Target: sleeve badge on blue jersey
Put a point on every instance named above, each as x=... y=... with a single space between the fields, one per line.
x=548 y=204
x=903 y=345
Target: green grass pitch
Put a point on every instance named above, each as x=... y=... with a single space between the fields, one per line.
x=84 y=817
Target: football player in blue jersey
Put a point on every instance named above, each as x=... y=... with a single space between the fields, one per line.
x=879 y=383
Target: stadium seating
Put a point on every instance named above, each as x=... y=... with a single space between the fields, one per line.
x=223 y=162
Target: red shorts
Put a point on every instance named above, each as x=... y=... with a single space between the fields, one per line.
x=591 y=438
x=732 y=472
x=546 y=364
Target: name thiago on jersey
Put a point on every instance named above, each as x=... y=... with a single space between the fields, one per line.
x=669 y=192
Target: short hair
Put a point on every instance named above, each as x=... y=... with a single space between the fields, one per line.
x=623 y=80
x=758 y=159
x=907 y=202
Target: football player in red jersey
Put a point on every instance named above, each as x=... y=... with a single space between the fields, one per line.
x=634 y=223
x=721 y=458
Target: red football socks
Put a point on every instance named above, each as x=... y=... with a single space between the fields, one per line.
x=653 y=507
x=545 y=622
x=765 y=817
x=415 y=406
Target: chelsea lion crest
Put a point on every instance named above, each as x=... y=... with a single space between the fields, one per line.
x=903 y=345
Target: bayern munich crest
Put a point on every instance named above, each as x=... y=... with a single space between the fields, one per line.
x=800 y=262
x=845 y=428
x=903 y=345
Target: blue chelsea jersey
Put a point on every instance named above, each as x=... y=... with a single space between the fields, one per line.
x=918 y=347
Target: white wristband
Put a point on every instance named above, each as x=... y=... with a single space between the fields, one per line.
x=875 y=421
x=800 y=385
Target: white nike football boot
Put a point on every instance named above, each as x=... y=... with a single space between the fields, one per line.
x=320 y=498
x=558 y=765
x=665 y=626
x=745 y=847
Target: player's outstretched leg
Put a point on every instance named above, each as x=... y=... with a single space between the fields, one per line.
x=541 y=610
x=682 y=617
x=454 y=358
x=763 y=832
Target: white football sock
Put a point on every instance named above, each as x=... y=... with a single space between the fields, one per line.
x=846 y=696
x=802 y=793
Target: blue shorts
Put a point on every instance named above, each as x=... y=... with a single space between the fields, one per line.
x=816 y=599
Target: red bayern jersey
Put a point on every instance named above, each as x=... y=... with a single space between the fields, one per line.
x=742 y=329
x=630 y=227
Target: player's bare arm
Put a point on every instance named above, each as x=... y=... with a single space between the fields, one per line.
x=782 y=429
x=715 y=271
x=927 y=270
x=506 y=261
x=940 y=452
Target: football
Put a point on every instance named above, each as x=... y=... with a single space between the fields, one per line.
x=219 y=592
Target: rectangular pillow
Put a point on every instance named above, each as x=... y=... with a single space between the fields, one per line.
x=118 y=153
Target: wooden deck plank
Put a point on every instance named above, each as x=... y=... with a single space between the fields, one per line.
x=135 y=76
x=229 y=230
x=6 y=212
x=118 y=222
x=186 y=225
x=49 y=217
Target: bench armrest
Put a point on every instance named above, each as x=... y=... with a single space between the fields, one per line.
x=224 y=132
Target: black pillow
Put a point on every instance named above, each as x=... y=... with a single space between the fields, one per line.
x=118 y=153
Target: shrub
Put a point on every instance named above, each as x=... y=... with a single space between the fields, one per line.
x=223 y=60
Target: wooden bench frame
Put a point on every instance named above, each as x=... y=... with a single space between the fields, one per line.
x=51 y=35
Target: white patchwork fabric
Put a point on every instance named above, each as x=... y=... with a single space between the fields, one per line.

○ ○ ○ ○ ○

[TASK TO CARRY OUT]
If a line in the data contains the string "chelsea", count it, then give the total and nothing else.

[WRITTEN ANSWER]
2